_Task to complete_: Reproduce the data starting with the line containing "Please segment every instance of the glass" and going on through the line containing "399L547 263L490 259L490", swapping "masks" for "outlines" and leaving everything else unchanged.

Source records
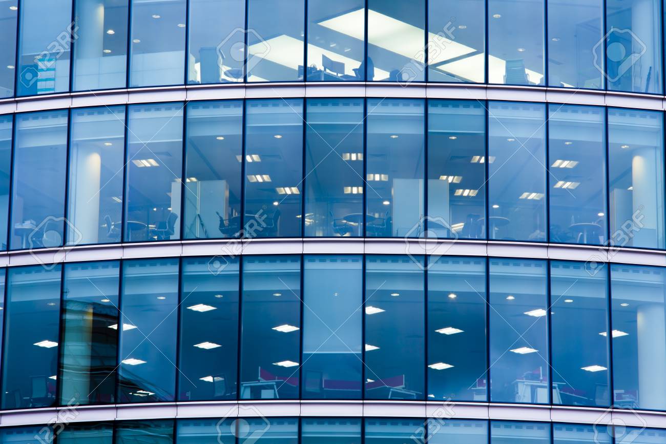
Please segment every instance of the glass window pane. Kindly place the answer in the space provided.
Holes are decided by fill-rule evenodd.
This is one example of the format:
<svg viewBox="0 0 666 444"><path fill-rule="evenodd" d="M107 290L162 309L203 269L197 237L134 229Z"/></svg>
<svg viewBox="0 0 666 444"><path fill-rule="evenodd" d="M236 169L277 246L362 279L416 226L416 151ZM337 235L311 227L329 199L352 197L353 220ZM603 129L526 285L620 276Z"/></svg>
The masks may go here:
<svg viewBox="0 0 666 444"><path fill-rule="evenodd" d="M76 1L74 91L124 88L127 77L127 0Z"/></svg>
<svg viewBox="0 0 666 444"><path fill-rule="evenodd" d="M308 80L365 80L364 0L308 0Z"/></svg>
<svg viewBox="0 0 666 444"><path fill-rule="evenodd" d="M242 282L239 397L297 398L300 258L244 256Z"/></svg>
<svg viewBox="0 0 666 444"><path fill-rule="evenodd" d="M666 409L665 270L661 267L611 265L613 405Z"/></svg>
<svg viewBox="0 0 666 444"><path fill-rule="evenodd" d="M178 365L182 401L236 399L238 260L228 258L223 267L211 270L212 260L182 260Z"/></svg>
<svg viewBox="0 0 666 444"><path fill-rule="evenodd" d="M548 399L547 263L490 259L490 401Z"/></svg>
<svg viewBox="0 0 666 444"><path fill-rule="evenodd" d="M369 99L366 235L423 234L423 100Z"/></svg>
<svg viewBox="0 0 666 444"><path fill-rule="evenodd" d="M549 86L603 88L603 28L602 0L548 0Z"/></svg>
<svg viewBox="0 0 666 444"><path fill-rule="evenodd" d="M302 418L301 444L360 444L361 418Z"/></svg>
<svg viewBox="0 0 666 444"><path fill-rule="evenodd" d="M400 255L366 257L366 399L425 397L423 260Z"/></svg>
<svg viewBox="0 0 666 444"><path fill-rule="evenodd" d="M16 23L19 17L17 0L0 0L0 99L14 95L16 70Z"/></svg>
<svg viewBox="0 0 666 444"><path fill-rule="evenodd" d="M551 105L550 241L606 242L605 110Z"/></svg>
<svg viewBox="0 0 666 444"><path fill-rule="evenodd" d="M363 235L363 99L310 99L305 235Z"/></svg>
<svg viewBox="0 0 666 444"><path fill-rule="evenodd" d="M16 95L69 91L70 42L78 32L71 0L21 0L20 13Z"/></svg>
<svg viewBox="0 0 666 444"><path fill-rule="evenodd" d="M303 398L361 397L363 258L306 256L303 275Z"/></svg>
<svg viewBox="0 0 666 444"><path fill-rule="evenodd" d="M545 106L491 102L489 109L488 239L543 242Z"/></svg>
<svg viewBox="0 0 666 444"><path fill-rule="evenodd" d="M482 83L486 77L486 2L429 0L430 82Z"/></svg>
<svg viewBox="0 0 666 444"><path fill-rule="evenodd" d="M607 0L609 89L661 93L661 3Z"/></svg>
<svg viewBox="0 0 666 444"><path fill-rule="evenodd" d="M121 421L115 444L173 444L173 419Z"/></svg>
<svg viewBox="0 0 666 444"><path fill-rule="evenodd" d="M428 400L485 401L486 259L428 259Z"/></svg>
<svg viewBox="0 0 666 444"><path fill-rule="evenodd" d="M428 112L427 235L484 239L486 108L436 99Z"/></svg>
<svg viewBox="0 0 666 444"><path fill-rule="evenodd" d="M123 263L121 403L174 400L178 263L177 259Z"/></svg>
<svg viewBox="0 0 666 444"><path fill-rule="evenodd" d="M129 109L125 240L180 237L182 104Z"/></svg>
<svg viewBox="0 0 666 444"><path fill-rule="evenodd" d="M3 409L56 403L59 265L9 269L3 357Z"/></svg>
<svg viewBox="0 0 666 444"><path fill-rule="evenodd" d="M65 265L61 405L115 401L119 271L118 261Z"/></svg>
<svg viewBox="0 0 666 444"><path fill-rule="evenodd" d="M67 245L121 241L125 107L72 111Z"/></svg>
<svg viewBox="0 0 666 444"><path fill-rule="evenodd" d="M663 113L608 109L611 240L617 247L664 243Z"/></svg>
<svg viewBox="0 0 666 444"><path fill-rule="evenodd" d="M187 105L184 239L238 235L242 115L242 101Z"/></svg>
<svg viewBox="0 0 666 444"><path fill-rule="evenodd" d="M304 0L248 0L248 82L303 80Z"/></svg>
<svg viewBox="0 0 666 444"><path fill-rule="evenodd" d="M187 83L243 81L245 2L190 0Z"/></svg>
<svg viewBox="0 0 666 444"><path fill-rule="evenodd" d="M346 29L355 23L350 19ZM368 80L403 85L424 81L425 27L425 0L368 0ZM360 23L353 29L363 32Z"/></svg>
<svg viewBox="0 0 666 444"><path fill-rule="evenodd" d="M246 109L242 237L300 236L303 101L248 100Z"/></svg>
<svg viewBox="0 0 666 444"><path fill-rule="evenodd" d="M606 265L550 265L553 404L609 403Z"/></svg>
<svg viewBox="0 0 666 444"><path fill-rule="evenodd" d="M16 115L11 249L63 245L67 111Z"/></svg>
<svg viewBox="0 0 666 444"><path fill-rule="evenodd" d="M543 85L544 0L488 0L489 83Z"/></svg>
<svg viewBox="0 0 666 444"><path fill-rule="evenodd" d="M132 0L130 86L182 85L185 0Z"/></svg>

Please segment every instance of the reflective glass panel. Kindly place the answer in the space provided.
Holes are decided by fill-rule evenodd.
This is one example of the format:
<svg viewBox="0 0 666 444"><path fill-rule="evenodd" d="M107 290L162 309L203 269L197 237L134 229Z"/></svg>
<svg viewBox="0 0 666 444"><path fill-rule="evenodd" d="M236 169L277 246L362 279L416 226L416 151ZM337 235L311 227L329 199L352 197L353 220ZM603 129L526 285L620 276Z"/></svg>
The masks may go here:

--

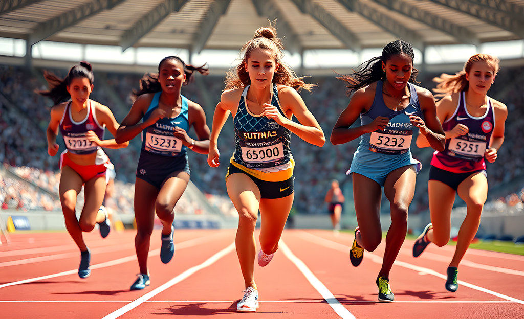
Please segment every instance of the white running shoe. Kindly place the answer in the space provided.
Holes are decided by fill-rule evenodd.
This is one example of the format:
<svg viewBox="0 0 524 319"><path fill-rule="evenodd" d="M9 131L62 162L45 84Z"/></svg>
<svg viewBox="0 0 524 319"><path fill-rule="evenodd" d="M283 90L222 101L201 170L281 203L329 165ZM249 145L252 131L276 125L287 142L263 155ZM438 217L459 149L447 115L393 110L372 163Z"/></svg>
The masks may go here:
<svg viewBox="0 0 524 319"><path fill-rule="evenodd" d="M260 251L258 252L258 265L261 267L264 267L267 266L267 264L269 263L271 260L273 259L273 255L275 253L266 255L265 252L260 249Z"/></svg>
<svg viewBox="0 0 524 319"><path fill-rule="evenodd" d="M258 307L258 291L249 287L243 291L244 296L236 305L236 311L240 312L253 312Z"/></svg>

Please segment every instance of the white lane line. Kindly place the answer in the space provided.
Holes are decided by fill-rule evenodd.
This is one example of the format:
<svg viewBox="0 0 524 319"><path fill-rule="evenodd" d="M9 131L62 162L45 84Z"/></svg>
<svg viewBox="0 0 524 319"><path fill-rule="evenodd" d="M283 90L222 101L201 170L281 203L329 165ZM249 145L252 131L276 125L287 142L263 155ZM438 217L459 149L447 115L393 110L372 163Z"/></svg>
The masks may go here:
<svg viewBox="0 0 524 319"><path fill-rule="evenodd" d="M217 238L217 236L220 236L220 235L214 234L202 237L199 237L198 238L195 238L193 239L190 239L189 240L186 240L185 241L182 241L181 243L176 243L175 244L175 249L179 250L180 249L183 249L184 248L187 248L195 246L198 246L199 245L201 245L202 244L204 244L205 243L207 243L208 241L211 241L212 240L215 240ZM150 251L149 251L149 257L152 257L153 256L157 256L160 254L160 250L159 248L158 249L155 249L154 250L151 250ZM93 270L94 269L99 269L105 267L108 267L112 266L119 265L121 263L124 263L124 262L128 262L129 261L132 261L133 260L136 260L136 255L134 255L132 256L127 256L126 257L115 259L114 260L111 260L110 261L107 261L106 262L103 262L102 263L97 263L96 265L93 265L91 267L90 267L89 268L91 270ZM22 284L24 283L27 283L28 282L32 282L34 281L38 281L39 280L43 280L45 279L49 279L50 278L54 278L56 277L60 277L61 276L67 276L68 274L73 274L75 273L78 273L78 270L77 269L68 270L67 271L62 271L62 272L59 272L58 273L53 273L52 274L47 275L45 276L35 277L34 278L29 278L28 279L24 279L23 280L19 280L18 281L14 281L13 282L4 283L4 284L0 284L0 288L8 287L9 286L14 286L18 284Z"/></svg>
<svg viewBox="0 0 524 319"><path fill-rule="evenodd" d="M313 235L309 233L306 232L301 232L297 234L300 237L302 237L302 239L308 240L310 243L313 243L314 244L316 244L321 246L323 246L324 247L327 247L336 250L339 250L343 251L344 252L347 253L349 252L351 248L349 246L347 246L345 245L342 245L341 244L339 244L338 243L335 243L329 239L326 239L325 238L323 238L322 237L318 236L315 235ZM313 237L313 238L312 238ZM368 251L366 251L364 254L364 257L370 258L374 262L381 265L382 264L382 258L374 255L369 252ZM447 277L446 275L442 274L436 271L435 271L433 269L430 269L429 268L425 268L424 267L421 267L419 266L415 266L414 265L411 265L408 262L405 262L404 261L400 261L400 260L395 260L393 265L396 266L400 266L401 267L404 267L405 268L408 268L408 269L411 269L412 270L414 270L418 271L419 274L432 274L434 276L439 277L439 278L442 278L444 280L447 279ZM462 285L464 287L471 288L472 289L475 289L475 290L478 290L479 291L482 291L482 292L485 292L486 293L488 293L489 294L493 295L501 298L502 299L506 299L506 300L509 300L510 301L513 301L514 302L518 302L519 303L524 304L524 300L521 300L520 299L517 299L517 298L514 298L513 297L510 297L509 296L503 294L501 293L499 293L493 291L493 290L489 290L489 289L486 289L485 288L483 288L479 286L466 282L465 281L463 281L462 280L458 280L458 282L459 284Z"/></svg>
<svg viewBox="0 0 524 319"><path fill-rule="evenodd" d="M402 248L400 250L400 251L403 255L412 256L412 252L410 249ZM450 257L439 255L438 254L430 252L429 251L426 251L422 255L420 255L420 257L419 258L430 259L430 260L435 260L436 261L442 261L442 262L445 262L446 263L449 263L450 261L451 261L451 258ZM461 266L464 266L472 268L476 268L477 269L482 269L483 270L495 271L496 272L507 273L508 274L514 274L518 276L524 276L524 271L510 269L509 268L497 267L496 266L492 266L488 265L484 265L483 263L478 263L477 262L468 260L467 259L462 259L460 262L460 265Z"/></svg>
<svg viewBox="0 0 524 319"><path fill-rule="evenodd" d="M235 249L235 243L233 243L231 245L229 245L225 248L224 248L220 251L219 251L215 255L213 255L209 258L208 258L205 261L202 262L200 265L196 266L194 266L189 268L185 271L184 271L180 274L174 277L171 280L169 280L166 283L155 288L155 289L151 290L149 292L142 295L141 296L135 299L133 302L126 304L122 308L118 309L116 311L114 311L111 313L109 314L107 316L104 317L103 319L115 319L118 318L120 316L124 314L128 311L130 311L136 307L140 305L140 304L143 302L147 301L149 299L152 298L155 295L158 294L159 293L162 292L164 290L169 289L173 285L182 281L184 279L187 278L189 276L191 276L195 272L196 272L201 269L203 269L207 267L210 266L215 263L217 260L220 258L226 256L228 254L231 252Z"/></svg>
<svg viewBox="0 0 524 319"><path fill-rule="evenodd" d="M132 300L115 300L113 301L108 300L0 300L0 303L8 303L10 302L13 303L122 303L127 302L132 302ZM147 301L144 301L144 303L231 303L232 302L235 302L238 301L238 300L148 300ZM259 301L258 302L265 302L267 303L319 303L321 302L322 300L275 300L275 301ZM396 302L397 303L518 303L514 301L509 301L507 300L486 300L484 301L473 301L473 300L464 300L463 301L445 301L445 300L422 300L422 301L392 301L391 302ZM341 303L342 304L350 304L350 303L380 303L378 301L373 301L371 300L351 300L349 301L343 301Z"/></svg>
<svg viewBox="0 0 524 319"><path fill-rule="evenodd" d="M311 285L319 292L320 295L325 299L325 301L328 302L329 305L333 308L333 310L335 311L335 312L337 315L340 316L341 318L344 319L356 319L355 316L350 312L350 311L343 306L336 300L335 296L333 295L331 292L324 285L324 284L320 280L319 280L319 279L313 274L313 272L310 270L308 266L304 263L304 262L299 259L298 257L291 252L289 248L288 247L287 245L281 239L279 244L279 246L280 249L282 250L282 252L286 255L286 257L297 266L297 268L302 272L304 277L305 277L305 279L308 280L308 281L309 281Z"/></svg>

==

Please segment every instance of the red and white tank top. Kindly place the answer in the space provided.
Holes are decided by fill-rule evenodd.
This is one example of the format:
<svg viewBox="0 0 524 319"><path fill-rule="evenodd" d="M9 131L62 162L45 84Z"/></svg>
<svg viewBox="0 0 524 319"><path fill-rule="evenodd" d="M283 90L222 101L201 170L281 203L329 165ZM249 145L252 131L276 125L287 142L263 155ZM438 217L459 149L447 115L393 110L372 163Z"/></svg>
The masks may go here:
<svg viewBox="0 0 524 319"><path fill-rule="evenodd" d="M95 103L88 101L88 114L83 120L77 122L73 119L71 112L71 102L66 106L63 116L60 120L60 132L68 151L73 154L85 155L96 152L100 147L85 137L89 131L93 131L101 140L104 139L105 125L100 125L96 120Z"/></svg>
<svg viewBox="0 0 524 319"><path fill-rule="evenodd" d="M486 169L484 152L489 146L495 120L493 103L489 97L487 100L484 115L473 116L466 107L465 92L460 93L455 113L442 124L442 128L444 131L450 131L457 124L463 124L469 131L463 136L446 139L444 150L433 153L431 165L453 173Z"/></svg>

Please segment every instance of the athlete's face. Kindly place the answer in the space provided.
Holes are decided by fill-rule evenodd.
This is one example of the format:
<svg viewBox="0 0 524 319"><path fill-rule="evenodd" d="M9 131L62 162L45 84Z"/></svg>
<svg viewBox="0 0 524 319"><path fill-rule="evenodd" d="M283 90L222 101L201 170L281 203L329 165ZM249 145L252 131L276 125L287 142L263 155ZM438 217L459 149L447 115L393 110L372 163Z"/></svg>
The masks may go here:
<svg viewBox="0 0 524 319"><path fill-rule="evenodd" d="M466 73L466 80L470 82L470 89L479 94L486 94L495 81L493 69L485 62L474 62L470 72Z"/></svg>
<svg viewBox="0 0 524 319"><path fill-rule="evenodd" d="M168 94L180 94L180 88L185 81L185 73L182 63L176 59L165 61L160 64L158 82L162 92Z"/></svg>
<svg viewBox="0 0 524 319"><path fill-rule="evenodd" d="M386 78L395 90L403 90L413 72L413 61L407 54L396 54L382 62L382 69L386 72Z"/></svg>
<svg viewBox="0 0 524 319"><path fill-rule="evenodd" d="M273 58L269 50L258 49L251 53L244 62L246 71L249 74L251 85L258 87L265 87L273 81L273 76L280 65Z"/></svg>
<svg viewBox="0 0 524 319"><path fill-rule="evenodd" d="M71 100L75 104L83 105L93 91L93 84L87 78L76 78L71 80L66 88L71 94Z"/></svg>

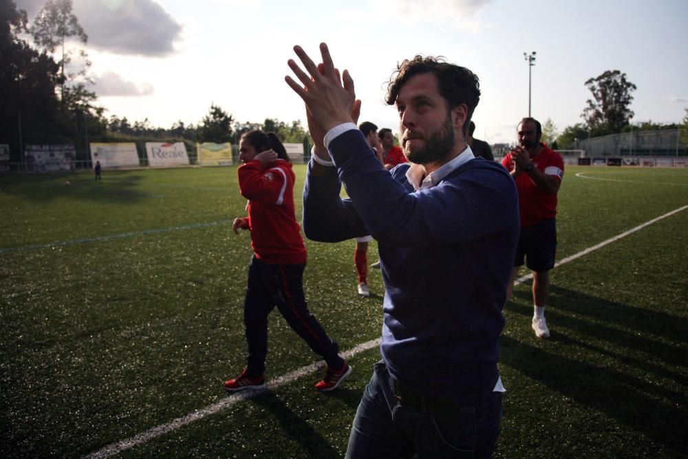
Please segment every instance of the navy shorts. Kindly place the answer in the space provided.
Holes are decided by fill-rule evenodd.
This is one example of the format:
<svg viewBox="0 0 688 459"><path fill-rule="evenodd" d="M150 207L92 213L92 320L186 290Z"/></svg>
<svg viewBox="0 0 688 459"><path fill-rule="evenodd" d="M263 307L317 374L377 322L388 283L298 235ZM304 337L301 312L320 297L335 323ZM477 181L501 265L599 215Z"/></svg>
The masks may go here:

_Answer in full_:
Please segment every instance of the glass window pane. Kindly place the answer in the space provided.
Holes are decided by fill-rule evenodd.
This is one example of the format:
<svg viewBox="0 0 666 444"><path fill-rule="evenodd" d="M107 290L162 309L203 269L197 237L134 229Z"/></svg>
<svg viewBox="0 0 666 444"><path fill-rule="evenodd" d="M236 169L277 246L362 279L416 226L416 151ZM337 235L311 227L329 199L352 197L353 220ZM603 129L526 285L620 276Z"/></svg>
The outlines may go here:
<svg viewBox="0 0 666 444"><path fill-rule="evenodd" d="M76 1L74 91L124 88L127 77L127 0Z"/></svg>
<svg viewBox="0 0 666 444"><path fill-rule="evenodd" d="M308 80L365 80L364 0L308 0Z"/></svg>
<svg viewBox="0 0 666 444"><path fill-rule="evenodd" d="M242 282L239 397L297 398L300 258L244 256Z"/></svg>
<svg viewBox="0 0 666 444"><path fill-rule="evenodd" d="M666 409L665 270L661 267L611 265L613 405Z"/></svg>
<svg viewBox="0 0 666 444"><path fill-rule="evenodd" d="M178 365L182 401L236 399L238 260L228 258L223 267L211 270L212 260L182 260Z"/></svg>
<svg viewBox="0 0 666 444"><path fill-rule="evenodd" d="M548 399L547 263L490 259L490 401Z"/></svg>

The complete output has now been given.